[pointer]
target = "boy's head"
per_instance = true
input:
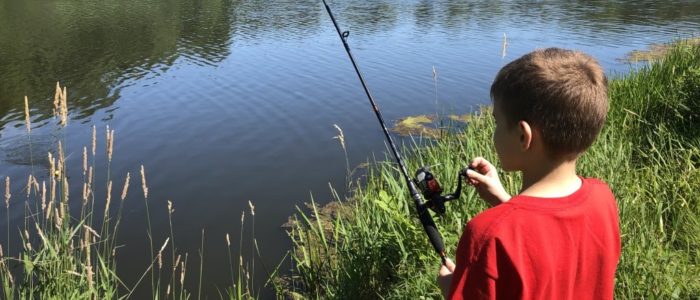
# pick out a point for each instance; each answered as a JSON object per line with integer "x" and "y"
{"x": 559, "y": 95}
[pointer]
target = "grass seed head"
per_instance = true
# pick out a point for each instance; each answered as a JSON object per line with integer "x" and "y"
{"x": 143, "y": 183}
{"x": 7, "y": 192}
{"x": 26, "y": 115}
{"x": 126, "y": 186}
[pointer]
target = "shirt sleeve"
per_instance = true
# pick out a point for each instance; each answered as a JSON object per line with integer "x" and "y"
{"x": 473, "y": 278}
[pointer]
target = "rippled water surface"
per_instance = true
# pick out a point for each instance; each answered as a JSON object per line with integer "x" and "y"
{"x": 230, "y": 101}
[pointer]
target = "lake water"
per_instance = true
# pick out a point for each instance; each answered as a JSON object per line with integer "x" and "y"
{"x": 230, "y": 101}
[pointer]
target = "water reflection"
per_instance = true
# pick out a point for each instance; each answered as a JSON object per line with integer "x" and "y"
{"x": 96, "y": 47}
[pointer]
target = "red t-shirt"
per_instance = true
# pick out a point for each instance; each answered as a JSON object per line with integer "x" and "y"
{"x": 541, "y": 248}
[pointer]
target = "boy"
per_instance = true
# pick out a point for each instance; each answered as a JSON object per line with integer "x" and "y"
{"x": 559, "y": 237}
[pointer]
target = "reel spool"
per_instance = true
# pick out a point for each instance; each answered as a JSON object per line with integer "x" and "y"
{"x": 432, "y": 191}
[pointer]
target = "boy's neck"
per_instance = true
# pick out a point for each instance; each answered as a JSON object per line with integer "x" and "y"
{"x": 551, "y": 179}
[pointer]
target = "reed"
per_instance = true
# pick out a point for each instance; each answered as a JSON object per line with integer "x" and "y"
{"x": 373, "y": 247}
{"x": 62, "y": 256}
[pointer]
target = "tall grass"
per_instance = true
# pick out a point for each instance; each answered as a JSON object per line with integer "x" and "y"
{"x": 74, "y": 255}
{"x": 648, "y": 152}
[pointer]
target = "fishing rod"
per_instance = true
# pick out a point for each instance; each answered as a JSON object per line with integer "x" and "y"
{"x": 425, "y": 180}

○ ○ ○ ○ ○ ○ ○

**PROBLEM TO SOLVE**: Each record has to be set down verbatim, and the pictures must not appear in the copy.

**EXERCISE ANSWER**:
[pointer]
target = "boy's head"
per_instance = true
input:
# pick out a point for each instance; each answered as a JSON object per line with integer "x" and "y"
{"x": 559, "y": 95}
[pointer]
target = "grass seed head"
per_instance = true
# pick out a point for each instance; each answered as a JSON object per line with integer "x" and "y"
{"x": 143, "y": 183}
{"x": 7, "y": 192}
{"x": 26, "y": 115}
{"x": 126, "y": 186}
[pointer]
target = "shirt sleeve"
per_instance = true
# pick out a point for each instance; each answered as a JSON object per line with integer "x" and "y"
{"x": 473, "y": 278}
[pointer]
target = "rippled water surface"
per_instance = true
# pick out a point for each instance; each answered as a JSON object per line with integer "x" and "y"
{"x": 230, "y": 101}
[pointer]
target = "lake water"
per_instance = true
# pick out a point for each instance; each answered as a JSON object per line with integer "x" and "y"
{"x": 230, "y": 101}
[pointer]
target = "water reflection"
per_instance = true
# pick out a point for each instance; each answered as a JSON object per line with integer "x" and "y"
{"x": 96, "y": 47}
[pointer]
target = "red t-shirt"
per_instance = true
# pick out a point for each instance; each answered as a JSON object per line with integer "x" and "y"
{"x": 541, "y": 248}
[pointer]
target = "boy"
per_instance = true
# pick out a point for each instance; each answered as a JSON object per line with integer "x" and "y"
{"x": 559, "y": 237}
[pointer]
target = "reel spool"
per_instance = true
# pick out a point for each instance; each answered as a JSON object per line with integer "x" and "y"
{"x": 432, "y": 191}
[pointer]
target = "boy's neck"
per_instance = true
# pick out a point for each instance; each answered as a JSON object per line with integer "x" and "y"
{"x": 551, "y": 179}
[pointer]
target = "reed"
per_instance = true
# pick out a point for each instance; each answered as a JSON object per line with integer "x" and "y"
{"x": 373, "y": 247}
{"x": 62, "y": 256}
[pointer]
target = "tall grass"
per_instance = true
# pick out a point for each instance; each answered as a JSON object per line with integer "x" and "y"
{"x": 74, "y": 255}
{"x": 648, "y": 152}
[pointer]
target = "fishing rod"
per_instance = true
# pick out a point for each instance; each answered as a JSON object per line with integer "x" and "y"
{"x": 425, "y": 180}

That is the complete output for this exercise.